• **DIRECTIVES**
[1] Please list the businesses that the diary entries below say Fletchers Walk held in the 80s and 90s.
[2] From the diary entries below, extract the stretch from "A great ride." through "execution to record.", word for word.

• **EXTRACT TO READ**
-------------------------

March 14th – after a grey, murky day, a remarkably clear sunset over Aldershawe Hill and Springhill as I rode home from Lichfield down the backlanes. We’re entering now the spring period of great sundowns, and this one was gorgeous. I’m really loving this new camera, which really seems to perform much better in low light.

A great ride.

March 13th – This is about a death, or being present at the demise. 

I was in Birmingham for the afternoon, and had an important execution to record.

Fletchers Walk, the dingy, misconceived subway-mall near the Town Hall in Birmingham, leading under Paradise Circus and emerging at the foot of Alpha Tower, will soon be lost to the wrecking ball.

It is ugly. Badly designed. It represents some of the worst – very worst -aspects of modernism, utilitarian urbanism and brutalism. It is unattractive, badly lit, intimidating and dystopian.

I’ve always loved it.

In the 80s and 90s, there was a great record shop down there, one of Brum’s earliest computer shops, too. Some great restaurants. When it was alive, it was a curious, odd netherworld. I’d bet many Brummies never knew it existed. It often stank of sewage, or stale urine. 

Attempts to polish this architectural turd only succeeded in compounding the issue – that being it was impossible to build something like this properly in the space available.

Soon, it will be swept away, along with John Madin’s remarkable library on top, and replaced by a bland, steel and glass corporate space, which we will facelessly and safely drift through, like the insipid figures on developer’s pictures. 

We will be unchallenged as we do so – the architecture will not engage, neither will it be evident. There will be none of the apprehension. It’ll just be another glossy, transitory and irrelevant link between retail spaces.

That will never by my Birmingham. Fletchers Walk – with it’s memories of great nights out, obscure music finds and hurried dashes from grim menace – is my Birmingham. 

When it dies, a bit of my memory will die with it.

-------------------------

• **EXCERPTED DATA**
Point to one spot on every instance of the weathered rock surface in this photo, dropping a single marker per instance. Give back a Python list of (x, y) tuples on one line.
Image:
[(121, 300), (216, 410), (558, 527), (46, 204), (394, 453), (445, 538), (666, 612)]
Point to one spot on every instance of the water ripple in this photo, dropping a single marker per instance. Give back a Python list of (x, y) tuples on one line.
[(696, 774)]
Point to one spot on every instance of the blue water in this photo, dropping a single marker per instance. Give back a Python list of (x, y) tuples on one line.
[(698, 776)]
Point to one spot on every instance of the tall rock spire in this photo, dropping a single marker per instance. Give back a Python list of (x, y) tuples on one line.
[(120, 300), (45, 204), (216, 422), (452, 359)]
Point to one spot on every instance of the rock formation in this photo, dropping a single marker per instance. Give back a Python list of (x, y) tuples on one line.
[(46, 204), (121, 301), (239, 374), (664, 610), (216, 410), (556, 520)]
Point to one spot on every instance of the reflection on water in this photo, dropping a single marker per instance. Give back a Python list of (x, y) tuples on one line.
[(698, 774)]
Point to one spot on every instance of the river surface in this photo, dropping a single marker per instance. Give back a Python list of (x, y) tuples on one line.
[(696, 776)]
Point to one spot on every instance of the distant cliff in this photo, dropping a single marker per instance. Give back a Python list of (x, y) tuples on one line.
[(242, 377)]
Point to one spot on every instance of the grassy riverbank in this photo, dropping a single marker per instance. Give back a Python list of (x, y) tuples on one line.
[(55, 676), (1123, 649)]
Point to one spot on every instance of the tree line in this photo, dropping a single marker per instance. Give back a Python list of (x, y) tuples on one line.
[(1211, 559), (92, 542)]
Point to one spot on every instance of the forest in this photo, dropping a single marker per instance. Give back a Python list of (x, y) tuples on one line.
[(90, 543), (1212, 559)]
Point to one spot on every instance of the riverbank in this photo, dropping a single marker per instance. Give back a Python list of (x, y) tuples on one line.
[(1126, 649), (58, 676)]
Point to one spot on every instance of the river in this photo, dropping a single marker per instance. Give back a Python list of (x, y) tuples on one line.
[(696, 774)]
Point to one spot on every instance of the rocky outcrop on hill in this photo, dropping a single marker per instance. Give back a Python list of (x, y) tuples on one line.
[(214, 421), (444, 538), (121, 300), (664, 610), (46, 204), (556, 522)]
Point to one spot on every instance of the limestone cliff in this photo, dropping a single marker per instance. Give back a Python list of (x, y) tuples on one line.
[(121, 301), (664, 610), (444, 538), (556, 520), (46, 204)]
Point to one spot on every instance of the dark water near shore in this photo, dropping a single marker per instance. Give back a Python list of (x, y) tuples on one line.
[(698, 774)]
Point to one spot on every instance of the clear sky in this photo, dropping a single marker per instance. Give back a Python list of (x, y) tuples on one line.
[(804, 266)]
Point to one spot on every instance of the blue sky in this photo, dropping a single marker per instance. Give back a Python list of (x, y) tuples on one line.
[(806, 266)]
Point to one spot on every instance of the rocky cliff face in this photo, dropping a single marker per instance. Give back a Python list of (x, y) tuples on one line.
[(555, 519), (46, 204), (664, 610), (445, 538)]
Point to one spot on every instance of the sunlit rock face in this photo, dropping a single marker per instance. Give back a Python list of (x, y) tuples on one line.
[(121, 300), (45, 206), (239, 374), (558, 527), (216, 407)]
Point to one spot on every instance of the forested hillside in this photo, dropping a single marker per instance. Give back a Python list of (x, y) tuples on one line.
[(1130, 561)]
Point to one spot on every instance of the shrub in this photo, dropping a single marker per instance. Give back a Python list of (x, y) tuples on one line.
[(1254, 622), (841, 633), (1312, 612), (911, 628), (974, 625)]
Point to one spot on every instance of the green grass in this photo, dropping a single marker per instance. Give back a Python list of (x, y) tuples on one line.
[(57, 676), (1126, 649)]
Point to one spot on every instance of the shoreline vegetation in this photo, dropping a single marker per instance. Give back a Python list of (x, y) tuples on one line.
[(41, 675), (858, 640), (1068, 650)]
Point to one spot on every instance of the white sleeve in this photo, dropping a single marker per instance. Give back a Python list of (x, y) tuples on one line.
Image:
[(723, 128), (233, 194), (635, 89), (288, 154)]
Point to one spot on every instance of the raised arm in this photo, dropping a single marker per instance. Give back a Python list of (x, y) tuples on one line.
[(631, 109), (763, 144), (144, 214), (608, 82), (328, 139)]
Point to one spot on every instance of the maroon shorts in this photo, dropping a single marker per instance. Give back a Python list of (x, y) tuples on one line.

-------------------------

• **LIST OF SOLUTIONS**
[1]
- A great record shop
- One of Brum's earliest computer shops
- Some great restaurants

[2]
A great ride.

March 13th – This is about a death, or being present at the demise. 

I was in Birmingham for the afternoon, and had an important execution to record.